[Text]:
In determining whether a misrepresentation is material, it is insufficient for the insurer to rely upon the conclusory statements of its employees, or other persons under their control, that an alleged misrepresentation was material to its decision-making process (see Barkan v New York Schools Ins. Reciprocal, 65 AD3d 1061, 1064 [2d Dept 2009]). Rather, the insurer "must present documentation concerning its underwriting practices, such as underwriting manuals, bulletins, or rules pertaining to similar risks, that show that it would not have issued the same policy if the correct information had been disclosed in the application" (2900 Stillwell Ave., LLC v US Underwriters Ins. Co., 172 AD3d 1143, 1144 [2d Dept 2019]). Preclusion of Coverage based on Breach of Insurance Policy Warranty

An insured's breach of a warranty does not necessarily relieve the insurer of its obligations under the policy unless said breach "materially increases the risk of loss, damage or injury within the coverage of the contract" (Insurance Law §3106 [b]; see Anjay Corp. v Those Certain Underwriters at Lloyd's of London Subscribing to Certificate No . HN01AAF4393 , 33 AD3d 323, 324 [1st Dept 2006] [internal quotations marks omitted]).

While the question of materiality is ordinarily a question for the jury, if the materiality is "clear and substantially uncontradicted," then a court can determine such question as a matter of law (Continental Ins. Co. v RLI Ins. Co., 161 AD2d 385, 387 [1st Dept 1990]). The insurer has the burden to prove the materiality of the alleged breach (see Anjay Corp. v Those Certain Underwriters at Lloyd's of London subscribing to Certificate No . HN01AAF4393 , supra at 324). Liability of Insurance Brokers and Agents

"Generally, the law is reasonably settled on initial principles that insurance agents have a common-law duty to obtain requested coverage for their clients within a reasonable time or inform the client of the inability to do so; however, they have no continuing duty to advise, guide or direct a client to obtain additional coverage" (Murphy v Kuhn, 90 NY2d 266, 270 [1997]).

Under New York law, an insured can pursue a claim against their insurance broker under either a theory of breach of contract or negligence (see Bruckmann, Rosser, Sherrill & Co. v Marsh USA Inc., 65 AD3d 865, 866 [1st Dept 2009].

[Data section]:
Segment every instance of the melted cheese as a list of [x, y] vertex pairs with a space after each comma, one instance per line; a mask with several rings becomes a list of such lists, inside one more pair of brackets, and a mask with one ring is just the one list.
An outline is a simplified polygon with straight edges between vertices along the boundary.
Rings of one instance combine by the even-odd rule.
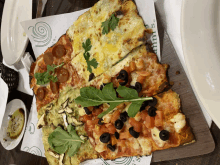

[Problems and tasks]:
A. Do these statements agree with the insurance law text? (i) An insurer may establish that a misrepresentation is material through the conclusory statements of its employees. (ii) The insurer carries the burden of proving that an alleged breach is material. (iii) Insurance agents have a continuing duty to advise clients to obtain additional coverage. Answer yes or no for each, quoting the deciding words of the text.
B. Reproduce the part of the insurance law text that begins at the words "Under New York" and stops after the words "[1st Dept 2009].".
Rely only on the insurance law text when responding.

[Results]:
A.
(i) No: "it is insufficient for the insurer to rely upon the conclusory statements of its employees"
(ii) Yes: "The insurer has the burden to prove the materiality of the alleged breach"
(iii) No: "they have no continuing duty to advise, guide or direct a client to obtain additional coverage"

B.
Under New York law, an insured can pursue a claim against their insurance broker under either a theory of breach of contract or negligence (see Bruckmann, Rosser, Sherrill & Co. v Marsh USA Inc., 65 AD3d 865, 866 [1st Dept 2009].